TASK TO CARRY OUT ▸
Rewrite the material below, replacing "pixel coordinates" with "image coordinates" wherever it occurs and leaving everything else unchanged. Omit the pictures from your answer.

** START **

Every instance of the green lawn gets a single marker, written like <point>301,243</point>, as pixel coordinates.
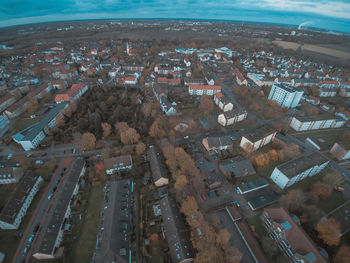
<point>85,244</point>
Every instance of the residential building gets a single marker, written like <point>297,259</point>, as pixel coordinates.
<point>4,124</point>
<point>31,137</point>
<point>118,164</point>
<point>241,80</point>
<point>203,90</point>
<point>223,102</point>
<point>174,230</point>
<point>113,242</point>
<point>237,166</point>
<point>10,175</point>
<point>18,204</point>
<point>288,173</point>
<point>260,79</point>
<point>56,220</point>
<point>257,139</point>
<point>217,143</point>
<point>158,169</point>
<point>285,95</point>
<point>340,152</point>
<point>315,122</point>
<point>230,117</point>
<point>289,236</point>
<point>74,93</point>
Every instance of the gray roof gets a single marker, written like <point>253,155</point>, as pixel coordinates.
<point>219,141</point>
<point>156,161</point>
<point>53,221</point>
<point>14,205</point>
<point>239,166</point>
<point>300,164</point>
<point>32,131</point>
<point>175,231</point>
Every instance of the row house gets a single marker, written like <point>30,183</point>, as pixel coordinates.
<point>232,116</point>
<point>10,175</point>
<point>118,164</point>
<point>285,95</point>
<point>31,137</point>
<point>18,204</point>
<point>293,171</point>
<point>49,238</point>
<point>223,102</point>
<point>241,80</point>
<point>74,93</point>
<point>315,122</point>
<point>291,239</point>
<point>340,152</point>
<point>324,92</point>
<point>203,90</point>
<point>257,139</point>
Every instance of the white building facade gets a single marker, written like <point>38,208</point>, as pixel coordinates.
<point>285,96</point>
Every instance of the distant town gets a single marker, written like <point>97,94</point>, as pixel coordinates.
<point>174,141</point>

** END **

SOLUTION TO THIS TASK ▸
Every instance of the green lawn gets a single marker, written like <point>301,243</point>, as image coordinates.
<point>85,244</point>
Every instance of the residential building gets a single marker, written like <point>297,259</point>, as image coordinates.
<point>4,124</point>
<point>31,137</point>
<point>118,164</point>
<point>241,80</point>
<point>203,90</point>
<point>223,102</point>
<point>174,230</point>
<point>113,242</point>
<point>237,166</point>
<point>10,175</point>
<point>18,204</point>
<point>288,173</point>
<point>260,79</point>
<point>56,220</point>
<point>257,139</point>
<point>217,143</point>
<point>158,169</point>
<point>285,95</point>
<point>340,152</point>
<point>315,122</point>
<point>230,117</point>
<point>289,236</point>
<point>74,93</point>
Every instance of the gray roof gets a single marker, written like <point>253,155</point>, as image coordinates.
<point>219,141</point>
<point>156,161</point>
<point>53,221</point>
<point>14,205</point>
<point>239,166</point>
<point>300,164</point>
<point>32,131</point>
<point>175,231</point>
Every instance of the row house gets a single marker, written like <point>30,183</point>, as image coordinates.
<point>232,116</point>
<point>10,175</point>
<point>118,164</point>
<point>285,95</point>
<point>31,137</point>
<point>18,204</point>
<point>293,171</point>
<point>49,238</point>
<point>223,102</point>
<point>241,80</point>
<point>74,93</point>
<point>315,122</point>
<point>291,239</point>
<point>340,152</point>
<point>324,92</point>
<point>203,90</point>
<point>257,139</point>
Every instance of the white building facade gets a single marker, written like <point>38,208</point>, as image coordinates.
<point>285,96</point>
Every instance of the distant town gets a single marker, written like <point>97,94</point>, as image coordinates.
<point>174,141</point>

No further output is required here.